*Supplied text*
We'll get the best CEO: Optus

SingTel is ready to raise the $1.75m pay packet for the vacant Optus chief executive role.

SingTel is ready to raise the $1.75 million pay packet for the vacant Optus chief executive role as the telco continues its search for a candidate who can handle being on the national stage of Australia’s fiercely competitive $35 billion a year telecom sector.

SingTel’s chief executive of its consumer arm, Paul O’Sullivan, told The Australianthat the company had a shortlist of ­potential candidates and that “market rates” would be offered if it meant the telco could secure a world-class chief executive.

The head of Optus’s consumer business, Vicki Brady, remains the favourite internal candidate, but the Singaporean telecoms giant is also looking overseas for candidates.

*Instructions for the task*
List every organization named in the article on the search for an Optus chief executive.

(Stored items from a collection)

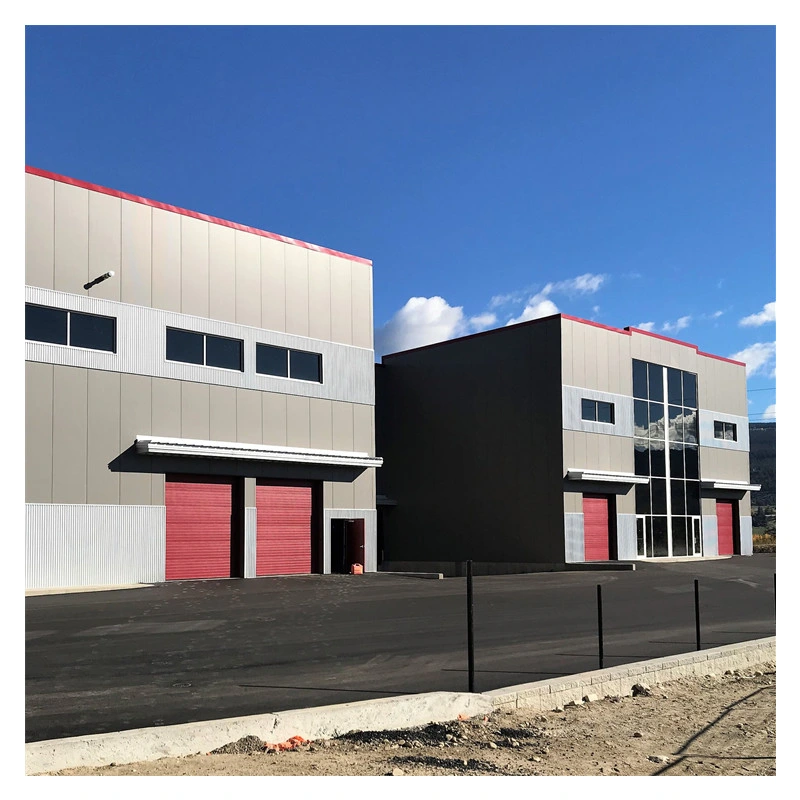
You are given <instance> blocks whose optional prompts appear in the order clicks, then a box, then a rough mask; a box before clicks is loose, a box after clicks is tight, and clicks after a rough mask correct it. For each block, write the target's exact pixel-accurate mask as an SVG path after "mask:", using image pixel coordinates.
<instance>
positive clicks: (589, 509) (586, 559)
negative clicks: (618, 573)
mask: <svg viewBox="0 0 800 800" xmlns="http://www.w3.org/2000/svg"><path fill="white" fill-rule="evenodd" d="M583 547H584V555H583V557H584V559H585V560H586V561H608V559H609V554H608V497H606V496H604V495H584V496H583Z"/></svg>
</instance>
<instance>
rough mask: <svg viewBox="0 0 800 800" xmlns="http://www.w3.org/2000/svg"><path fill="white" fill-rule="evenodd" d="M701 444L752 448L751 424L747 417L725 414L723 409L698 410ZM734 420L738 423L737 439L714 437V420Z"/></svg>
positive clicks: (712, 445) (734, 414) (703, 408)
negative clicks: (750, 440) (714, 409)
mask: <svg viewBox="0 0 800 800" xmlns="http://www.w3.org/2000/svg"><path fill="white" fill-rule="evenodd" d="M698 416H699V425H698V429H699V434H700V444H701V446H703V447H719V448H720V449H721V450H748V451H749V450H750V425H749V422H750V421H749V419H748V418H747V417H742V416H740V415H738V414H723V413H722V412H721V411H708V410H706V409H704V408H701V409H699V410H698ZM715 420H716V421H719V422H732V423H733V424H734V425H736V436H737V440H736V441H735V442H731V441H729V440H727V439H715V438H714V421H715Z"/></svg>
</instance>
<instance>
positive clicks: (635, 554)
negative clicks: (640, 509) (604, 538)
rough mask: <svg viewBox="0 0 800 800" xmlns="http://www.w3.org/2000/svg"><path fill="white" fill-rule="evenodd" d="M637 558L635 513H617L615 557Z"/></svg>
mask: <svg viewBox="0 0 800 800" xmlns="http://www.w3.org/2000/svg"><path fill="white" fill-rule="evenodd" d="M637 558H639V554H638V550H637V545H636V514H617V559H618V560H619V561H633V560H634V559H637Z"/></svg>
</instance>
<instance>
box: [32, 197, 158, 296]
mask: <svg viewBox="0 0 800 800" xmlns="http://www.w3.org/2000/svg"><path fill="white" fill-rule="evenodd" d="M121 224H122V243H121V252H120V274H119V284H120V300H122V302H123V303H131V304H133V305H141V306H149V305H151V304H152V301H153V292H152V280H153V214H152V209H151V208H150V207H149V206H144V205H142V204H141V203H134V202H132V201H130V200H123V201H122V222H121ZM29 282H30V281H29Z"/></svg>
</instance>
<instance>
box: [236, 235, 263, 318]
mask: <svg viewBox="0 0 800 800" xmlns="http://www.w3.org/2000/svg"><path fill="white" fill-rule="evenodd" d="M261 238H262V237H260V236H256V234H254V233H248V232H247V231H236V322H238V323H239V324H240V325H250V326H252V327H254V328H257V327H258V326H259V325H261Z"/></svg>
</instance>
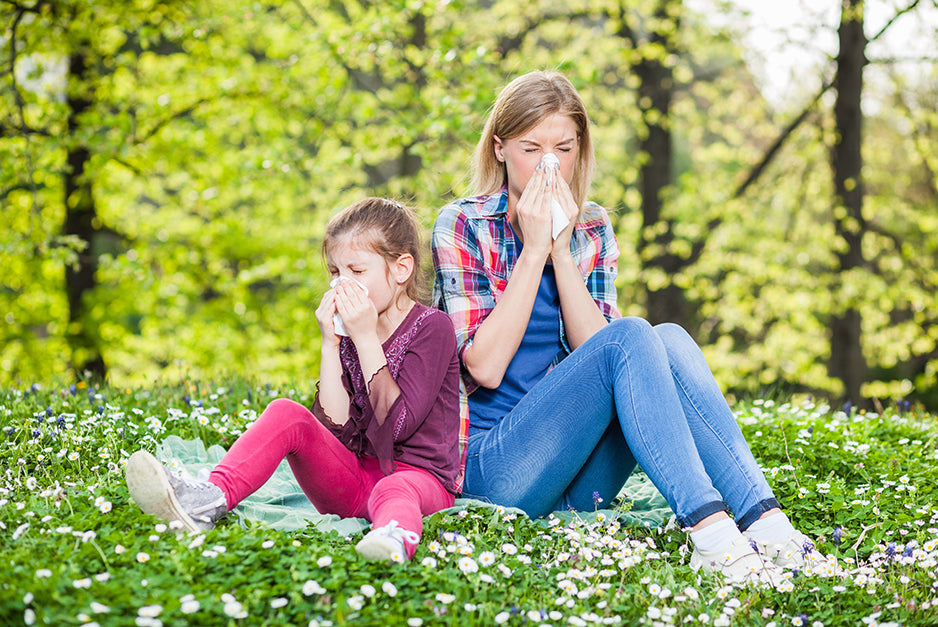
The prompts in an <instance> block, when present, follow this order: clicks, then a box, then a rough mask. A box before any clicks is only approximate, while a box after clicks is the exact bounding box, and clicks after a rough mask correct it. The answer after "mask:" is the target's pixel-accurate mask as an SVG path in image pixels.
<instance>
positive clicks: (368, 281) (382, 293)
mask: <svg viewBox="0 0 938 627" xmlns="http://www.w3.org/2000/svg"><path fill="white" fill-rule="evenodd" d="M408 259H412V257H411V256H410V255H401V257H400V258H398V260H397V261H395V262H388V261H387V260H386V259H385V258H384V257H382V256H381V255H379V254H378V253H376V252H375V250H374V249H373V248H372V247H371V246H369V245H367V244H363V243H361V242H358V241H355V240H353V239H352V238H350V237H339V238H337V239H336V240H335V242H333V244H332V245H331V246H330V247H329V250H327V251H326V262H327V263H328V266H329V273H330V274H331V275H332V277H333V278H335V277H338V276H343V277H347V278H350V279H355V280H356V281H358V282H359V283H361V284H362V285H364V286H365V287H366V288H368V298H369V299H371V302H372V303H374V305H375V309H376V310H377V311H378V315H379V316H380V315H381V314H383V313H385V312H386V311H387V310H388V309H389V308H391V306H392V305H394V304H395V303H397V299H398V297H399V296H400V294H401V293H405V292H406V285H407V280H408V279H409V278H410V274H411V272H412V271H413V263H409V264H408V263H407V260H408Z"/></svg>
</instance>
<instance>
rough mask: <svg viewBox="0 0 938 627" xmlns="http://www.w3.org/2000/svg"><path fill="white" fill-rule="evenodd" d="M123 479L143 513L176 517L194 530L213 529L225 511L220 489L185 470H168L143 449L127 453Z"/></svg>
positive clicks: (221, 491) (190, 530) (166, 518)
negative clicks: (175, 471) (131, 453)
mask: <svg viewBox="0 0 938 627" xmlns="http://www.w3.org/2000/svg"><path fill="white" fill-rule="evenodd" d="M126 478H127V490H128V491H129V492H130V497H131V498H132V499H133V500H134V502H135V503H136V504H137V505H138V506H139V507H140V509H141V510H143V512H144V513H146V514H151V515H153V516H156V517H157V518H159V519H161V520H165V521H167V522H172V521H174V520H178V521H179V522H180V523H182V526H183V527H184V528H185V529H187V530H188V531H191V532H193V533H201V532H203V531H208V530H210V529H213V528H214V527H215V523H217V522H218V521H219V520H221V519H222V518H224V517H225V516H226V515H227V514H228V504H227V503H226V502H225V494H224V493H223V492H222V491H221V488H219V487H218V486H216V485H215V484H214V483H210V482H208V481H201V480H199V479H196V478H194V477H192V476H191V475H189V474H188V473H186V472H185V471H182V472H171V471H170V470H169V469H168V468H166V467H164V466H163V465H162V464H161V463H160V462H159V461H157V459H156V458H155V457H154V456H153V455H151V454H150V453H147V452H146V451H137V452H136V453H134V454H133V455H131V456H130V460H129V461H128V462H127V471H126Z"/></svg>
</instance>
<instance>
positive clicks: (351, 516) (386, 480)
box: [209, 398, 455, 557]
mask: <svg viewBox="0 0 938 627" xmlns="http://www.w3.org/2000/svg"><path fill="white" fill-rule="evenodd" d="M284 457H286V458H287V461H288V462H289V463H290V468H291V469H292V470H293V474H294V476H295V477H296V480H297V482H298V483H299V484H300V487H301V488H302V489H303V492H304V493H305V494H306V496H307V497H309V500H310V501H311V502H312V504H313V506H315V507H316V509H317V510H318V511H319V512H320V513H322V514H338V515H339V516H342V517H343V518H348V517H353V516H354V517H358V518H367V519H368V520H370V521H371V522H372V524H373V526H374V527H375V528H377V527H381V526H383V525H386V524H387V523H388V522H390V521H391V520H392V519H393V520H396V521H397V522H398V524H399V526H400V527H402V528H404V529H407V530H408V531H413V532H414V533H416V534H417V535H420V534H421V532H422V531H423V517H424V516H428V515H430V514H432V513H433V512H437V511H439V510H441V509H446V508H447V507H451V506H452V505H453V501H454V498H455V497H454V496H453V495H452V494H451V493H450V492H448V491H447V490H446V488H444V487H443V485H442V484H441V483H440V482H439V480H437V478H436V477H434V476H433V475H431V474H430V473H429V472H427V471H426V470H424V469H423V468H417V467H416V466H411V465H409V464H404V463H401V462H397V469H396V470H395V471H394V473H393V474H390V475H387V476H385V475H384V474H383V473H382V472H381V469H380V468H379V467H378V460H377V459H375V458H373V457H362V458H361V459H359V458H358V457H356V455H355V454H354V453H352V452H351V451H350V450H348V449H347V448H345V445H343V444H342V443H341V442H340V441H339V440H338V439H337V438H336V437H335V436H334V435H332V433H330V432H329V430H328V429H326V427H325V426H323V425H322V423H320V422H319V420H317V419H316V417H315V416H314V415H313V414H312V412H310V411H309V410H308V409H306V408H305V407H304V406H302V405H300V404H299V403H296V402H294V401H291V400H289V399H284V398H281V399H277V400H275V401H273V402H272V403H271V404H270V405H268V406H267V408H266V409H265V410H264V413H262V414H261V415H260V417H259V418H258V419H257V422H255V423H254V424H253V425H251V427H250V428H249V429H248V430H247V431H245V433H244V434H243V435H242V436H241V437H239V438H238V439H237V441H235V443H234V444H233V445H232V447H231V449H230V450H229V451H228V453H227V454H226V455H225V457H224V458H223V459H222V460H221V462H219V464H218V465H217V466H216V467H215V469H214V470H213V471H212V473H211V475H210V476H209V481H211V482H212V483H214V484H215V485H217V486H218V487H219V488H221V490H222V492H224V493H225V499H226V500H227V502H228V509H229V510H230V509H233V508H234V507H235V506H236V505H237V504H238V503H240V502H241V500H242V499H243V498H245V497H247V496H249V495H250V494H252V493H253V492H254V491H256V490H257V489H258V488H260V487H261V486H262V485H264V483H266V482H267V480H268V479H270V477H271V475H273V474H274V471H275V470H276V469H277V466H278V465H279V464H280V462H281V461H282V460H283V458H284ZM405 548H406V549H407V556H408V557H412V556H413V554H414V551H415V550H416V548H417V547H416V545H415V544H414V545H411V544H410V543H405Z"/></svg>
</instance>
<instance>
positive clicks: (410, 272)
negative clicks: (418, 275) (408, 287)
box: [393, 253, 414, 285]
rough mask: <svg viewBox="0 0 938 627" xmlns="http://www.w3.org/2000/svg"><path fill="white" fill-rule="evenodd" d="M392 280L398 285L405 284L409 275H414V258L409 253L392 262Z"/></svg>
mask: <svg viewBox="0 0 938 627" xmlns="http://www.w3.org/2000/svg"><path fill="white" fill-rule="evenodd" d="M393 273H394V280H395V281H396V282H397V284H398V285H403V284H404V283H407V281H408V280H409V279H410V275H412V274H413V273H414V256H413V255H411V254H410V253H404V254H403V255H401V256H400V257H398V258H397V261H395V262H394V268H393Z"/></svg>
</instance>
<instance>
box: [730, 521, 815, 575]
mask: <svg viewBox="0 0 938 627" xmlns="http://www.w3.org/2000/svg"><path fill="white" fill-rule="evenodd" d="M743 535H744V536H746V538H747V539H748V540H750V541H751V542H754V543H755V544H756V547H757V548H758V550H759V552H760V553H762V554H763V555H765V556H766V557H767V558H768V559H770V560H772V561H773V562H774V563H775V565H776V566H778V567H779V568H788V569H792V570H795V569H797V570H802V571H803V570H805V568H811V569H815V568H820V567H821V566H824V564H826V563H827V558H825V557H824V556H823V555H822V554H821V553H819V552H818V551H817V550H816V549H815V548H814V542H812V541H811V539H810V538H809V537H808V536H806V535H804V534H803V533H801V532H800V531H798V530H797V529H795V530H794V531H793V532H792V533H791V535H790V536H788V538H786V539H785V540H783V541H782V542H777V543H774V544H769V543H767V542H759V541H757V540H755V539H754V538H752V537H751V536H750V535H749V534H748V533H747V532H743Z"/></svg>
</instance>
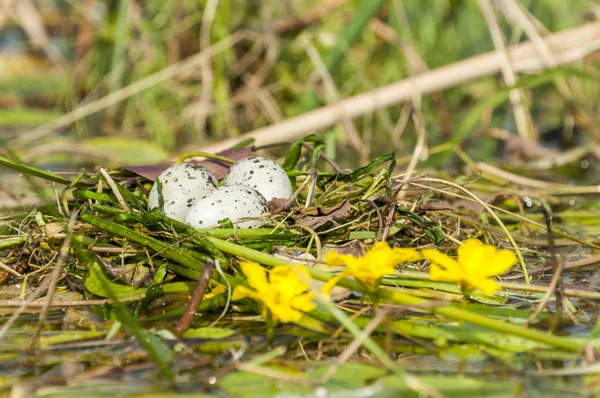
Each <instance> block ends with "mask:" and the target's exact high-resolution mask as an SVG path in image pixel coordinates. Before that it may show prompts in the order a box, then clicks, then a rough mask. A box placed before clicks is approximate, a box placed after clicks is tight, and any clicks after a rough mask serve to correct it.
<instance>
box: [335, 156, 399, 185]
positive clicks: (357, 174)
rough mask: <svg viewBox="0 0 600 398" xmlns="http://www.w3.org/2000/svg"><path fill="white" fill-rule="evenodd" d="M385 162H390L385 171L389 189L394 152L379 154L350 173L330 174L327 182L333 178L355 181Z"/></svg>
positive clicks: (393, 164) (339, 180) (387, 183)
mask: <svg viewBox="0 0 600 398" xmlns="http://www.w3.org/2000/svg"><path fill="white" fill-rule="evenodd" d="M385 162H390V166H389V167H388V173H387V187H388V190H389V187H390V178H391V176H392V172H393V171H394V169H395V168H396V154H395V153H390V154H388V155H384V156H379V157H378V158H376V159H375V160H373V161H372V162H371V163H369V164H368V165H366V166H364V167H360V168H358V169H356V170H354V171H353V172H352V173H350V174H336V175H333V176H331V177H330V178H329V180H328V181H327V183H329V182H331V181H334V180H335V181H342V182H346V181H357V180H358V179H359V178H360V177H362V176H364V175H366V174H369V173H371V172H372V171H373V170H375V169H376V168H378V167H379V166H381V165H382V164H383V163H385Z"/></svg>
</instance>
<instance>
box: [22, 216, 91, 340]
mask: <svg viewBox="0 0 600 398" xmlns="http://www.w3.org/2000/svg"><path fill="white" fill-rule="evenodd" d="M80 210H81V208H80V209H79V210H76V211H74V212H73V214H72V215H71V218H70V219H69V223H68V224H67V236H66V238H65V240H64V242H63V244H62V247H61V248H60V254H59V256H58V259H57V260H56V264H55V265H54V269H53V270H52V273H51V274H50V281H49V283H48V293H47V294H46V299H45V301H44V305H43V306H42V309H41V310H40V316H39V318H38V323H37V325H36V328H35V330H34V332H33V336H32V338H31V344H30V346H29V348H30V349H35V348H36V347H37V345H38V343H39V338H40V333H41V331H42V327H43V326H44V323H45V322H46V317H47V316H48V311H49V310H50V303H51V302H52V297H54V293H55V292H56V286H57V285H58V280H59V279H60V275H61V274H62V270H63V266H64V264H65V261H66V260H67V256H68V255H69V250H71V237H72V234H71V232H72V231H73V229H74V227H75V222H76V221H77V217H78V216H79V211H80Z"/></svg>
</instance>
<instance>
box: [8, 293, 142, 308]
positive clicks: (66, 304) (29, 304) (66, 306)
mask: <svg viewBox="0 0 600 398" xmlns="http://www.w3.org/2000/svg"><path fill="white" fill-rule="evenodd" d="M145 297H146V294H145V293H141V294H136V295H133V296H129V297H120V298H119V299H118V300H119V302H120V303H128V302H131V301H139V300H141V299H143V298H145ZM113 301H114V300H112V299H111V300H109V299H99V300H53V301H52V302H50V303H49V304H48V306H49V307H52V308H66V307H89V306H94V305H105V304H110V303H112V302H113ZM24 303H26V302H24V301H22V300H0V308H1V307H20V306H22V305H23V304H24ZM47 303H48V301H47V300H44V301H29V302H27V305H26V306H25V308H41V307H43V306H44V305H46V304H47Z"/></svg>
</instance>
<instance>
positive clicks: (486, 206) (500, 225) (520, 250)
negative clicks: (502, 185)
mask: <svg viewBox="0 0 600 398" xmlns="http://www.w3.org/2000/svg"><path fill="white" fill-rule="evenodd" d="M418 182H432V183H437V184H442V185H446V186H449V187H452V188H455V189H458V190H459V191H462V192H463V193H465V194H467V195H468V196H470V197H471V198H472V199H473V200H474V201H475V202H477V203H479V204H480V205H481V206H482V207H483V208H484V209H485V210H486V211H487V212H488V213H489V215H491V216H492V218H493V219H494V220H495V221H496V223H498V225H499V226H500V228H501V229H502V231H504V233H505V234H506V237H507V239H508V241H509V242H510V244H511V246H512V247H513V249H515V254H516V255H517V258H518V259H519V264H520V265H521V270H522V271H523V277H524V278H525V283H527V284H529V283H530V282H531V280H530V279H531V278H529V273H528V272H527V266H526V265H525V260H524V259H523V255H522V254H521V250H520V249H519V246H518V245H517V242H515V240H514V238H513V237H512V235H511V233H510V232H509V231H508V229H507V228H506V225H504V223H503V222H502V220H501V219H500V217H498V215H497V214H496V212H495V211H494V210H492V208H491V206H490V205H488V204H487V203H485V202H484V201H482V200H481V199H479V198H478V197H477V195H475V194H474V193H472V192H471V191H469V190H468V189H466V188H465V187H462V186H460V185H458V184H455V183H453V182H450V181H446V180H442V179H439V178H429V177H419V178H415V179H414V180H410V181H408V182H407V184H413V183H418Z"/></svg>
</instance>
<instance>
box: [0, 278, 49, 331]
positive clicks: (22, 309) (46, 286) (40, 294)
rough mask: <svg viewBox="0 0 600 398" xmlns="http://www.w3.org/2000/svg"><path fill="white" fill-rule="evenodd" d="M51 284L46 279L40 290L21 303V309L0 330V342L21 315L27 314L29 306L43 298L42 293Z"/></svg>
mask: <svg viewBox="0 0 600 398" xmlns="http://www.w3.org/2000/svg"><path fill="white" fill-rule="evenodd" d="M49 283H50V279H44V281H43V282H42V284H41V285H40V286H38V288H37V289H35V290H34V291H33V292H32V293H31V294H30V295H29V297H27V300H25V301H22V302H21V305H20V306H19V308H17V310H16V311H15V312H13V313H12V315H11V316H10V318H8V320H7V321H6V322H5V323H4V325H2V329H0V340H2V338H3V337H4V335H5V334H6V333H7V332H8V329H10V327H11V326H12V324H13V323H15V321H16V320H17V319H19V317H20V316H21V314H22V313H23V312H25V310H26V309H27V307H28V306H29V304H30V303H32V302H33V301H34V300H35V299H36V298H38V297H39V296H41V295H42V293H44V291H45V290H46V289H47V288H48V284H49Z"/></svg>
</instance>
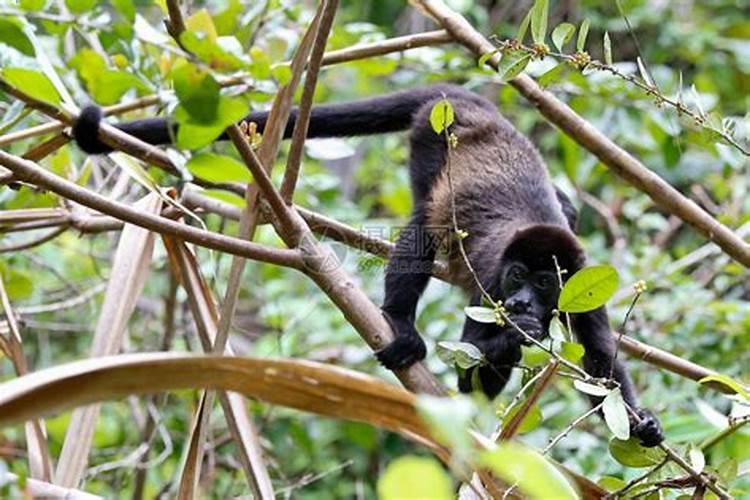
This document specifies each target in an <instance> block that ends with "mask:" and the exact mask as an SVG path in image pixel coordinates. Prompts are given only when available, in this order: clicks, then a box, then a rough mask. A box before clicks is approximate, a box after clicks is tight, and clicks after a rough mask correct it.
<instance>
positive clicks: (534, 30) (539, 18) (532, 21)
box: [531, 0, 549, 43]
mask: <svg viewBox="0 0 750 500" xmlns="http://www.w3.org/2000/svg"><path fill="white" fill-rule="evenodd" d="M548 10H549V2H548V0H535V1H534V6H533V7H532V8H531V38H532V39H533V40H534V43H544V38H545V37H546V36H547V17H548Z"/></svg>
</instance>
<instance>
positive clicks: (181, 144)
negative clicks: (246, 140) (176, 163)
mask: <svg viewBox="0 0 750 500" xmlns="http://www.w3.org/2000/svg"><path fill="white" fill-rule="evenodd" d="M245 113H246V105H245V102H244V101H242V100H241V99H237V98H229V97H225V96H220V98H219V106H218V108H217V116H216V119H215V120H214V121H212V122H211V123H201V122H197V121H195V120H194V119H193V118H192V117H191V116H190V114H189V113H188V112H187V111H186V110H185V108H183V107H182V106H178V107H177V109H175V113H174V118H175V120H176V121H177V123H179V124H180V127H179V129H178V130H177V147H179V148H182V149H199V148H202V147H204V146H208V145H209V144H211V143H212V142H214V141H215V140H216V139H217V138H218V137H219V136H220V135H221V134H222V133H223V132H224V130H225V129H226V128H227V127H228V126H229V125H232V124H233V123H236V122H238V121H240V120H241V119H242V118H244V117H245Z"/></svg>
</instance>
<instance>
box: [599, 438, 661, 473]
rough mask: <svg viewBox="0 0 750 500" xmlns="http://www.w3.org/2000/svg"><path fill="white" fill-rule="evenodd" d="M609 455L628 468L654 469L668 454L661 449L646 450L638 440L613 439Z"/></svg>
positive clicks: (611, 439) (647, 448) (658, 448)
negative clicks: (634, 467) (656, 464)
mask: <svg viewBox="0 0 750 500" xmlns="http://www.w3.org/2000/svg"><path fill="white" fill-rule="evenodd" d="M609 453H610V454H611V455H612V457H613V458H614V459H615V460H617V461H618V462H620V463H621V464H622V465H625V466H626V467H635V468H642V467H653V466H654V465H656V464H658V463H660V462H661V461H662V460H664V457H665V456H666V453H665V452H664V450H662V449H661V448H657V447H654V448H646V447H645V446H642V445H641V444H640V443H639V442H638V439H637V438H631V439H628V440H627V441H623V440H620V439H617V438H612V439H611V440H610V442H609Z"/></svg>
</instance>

*Response to the task*
SingTel, Optus, The Australian